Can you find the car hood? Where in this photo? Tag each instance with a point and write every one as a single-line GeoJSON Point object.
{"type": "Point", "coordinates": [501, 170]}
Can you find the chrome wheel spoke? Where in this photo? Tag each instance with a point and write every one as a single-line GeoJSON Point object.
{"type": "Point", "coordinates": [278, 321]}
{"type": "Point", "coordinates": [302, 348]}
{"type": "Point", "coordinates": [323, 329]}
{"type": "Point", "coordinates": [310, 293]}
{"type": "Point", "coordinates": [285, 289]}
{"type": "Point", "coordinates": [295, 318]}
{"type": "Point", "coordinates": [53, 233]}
* * *
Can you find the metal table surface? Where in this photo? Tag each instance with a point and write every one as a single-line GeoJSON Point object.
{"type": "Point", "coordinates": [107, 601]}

* [Directive] Pick out every line of the material above that contains the word "this", and copy each of those lines in full.

* [Response]
Can you find the car hood? Where in this photo? Tag each instance with a point and write every one as a single-line GeoJSON Point object.
Can you find the chrome wheel spoke? Where in this photo? Tag each instance with a point and write every one as a single-line GeoJSON Point object.
Can you find the metal table surface? Where in this photo? Tag each instance with a point and write every one as a single-line GeoJSON Point object.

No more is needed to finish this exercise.